• [DATA EXTRACTS]:
____
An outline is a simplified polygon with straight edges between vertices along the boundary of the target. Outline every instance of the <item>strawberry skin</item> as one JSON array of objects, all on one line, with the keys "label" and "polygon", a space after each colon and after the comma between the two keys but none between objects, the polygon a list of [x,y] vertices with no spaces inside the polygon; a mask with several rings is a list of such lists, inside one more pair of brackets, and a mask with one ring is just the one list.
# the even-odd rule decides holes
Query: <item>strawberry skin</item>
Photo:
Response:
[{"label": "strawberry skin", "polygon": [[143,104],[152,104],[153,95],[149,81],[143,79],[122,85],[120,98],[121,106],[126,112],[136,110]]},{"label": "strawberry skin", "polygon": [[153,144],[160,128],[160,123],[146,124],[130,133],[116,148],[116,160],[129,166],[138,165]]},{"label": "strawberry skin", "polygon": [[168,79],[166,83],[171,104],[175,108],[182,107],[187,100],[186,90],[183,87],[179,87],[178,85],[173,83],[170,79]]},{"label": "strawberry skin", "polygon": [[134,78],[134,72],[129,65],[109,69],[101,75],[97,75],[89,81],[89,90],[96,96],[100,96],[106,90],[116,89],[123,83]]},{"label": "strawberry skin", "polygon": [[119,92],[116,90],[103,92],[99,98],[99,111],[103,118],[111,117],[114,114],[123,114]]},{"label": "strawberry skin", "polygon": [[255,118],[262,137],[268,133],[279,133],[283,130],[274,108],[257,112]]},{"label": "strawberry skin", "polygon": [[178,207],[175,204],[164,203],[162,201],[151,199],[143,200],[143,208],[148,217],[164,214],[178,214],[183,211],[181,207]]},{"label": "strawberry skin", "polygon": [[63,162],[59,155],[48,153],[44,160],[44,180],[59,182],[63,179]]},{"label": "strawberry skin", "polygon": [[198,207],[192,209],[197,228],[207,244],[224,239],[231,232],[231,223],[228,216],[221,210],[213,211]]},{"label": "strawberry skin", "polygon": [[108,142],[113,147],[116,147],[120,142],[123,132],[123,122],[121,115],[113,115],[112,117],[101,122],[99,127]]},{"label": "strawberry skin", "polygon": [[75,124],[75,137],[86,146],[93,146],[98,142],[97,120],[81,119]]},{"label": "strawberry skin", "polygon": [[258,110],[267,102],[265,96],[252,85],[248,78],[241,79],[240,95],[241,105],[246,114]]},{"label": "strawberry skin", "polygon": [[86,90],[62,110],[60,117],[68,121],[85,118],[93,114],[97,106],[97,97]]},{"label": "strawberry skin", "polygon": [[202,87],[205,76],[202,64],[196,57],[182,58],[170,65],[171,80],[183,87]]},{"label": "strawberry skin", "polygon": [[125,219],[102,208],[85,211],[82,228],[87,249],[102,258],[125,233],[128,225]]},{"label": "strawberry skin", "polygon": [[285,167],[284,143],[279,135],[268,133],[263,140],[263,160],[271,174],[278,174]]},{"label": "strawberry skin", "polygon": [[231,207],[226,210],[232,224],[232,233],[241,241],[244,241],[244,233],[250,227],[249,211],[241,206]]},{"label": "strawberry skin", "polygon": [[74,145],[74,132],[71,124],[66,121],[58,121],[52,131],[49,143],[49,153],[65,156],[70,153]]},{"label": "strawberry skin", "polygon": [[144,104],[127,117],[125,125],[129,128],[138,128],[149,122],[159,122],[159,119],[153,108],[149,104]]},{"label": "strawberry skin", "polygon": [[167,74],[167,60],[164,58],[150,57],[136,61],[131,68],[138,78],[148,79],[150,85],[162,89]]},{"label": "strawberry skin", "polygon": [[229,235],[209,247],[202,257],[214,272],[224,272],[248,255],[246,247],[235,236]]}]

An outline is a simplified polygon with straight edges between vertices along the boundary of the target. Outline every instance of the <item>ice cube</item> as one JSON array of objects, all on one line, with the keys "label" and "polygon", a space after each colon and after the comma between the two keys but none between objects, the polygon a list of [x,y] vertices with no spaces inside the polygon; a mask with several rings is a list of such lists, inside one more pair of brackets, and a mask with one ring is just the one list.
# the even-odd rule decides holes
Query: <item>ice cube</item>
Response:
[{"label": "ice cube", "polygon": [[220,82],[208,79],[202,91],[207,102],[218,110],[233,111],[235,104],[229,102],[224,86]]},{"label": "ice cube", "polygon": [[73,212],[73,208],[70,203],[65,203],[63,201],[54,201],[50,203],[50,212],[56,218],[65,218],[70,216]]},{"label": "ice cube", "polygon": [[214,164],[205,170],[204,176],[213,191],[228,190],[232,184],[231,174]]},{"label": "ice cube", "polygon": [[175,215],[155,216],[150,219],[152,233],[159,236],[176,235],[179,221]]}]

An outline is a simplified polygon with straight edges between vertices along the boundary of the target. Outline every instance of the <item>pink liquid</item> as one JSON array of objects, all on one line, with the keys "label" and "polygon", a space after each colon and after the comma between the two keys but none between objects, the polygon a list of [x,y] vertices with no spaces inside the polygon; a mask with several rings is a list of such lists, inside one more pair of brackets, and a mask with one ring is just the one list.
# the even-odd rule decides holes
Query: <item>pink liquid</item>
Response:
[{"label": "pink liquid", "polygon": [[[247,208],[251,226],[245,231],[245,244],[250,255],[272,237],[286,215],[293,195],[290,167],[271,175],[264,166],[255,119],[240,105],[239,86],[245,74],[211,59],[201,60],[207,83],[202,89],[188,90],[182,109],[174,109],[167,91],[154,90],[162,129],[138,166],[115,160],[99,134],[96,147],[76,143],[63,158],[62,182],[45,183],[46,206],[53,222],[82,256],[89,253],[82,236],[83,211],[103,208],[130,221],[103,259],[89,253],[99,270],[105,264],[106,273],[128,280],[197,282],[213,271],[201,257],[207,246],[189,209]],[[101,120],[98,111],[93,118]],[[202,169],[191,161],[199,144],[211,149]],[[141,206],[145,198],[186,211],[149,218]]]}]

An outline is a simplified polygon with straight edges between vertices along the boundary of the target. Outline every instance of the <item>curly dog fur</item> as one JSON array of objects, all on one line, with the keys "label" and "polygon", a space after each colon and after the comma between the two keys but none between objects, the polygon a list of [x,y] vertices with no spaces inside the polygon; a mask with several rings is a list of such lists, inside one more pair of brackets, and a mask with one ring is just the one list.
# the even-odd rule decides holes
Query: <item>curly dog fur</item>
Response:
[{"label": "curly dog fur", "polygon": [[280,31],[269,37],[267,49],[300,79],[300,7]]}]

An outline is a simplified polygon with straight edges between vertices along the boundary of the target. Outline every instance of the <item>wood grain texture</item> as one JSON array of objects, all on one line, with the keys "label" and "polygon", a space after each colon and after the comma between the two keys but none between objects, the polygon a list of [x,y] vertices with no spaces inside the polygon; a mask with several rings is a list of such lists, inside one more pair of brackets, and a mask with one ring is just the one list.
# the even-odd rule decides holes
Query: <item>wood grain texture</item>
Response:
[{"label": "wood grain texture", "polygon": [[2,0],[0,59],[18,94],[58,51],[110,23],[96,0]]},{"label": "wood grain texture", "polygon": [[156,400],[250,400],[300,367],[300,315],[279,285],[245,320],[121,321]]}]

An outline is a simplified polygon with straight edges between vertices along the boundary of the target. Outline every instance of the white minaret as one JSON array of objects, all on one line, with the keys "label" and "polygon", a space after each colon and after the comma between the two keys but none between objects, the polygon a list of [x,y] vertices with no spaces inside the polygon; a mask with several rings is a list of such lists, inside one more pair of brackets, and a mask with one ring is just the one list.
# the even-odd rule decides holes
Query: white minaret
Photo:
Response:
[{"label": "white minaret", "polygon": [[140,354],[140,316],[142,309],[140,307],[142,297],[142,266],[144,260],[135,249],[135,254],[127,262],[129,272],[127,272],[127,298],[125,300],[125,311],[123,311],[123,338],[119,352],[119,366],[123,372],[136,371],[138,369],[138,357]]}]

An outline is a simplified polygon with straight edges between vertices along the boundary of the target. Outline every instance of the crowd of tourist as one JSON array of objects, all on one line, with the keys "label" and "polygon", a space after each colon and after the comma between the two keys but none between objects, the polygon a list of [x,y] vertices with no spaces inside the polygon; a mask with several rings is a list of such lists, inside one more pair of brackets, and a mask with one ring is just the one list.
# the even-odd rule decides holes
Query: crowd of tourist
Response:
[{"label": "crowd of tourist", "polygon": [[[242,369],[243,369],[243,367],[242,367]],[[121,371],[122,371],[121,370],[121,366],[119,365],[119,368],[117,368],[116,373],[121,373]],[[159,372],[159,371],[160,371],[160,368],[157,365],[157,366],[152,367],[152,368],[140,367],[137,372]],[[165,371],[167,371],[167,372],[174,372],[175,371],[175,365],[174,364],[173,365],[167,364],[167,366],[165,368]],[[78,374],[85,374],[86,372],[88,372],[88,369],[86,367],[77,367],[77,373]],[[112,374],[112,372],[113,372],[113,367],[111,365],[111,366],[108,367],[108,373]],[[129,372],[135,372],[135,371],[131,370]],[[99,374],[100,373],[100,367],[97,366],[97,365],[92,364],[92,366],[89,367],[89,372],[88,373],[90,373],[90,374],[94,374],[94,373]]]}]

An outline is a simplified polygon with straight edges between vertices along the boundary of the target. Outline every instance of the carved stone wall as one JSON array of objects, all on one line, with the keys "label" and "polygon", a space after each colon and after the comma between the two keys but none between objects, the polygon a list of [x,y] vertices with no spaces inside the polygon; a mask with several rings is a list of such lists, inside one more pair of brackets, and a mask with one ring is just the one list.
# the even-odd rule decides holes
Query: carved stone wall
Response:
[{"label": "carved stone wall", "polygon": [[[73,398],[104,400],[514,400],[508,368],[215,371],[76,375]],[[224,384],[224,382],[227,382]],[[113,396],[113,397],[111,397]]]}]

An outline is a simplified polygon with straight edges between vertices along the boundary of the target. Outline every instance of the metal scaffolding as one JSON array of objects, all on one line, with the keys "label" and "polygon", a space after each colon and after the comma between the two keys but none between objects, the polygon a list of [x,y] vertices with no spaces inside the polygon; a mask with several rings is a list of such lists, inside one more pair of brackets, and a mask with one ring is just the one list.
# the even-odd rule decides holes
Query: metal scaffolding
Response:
____
• [INSTRUCTIONS FOR THE TASK]: Each line that contains the string "metal" should be copied from the data above.

• [WRITTEN ANSWER]:
An outline is a simplified polygon with straight edges between vertices along the boundary of the target. Outline every instance of the metal scaffolding as one JSON array of objects, all on one line, with the keys "label" and "polygon", a space after each colon and after the comma between the two keys but none between objects, the polygon a list of [x,y] vertices with no spaces inside the polygon; a mask with several rings is a list of such lists, inside one more pair of brackets, and a mask with one ring is just the one list.
Query: metal scaffolding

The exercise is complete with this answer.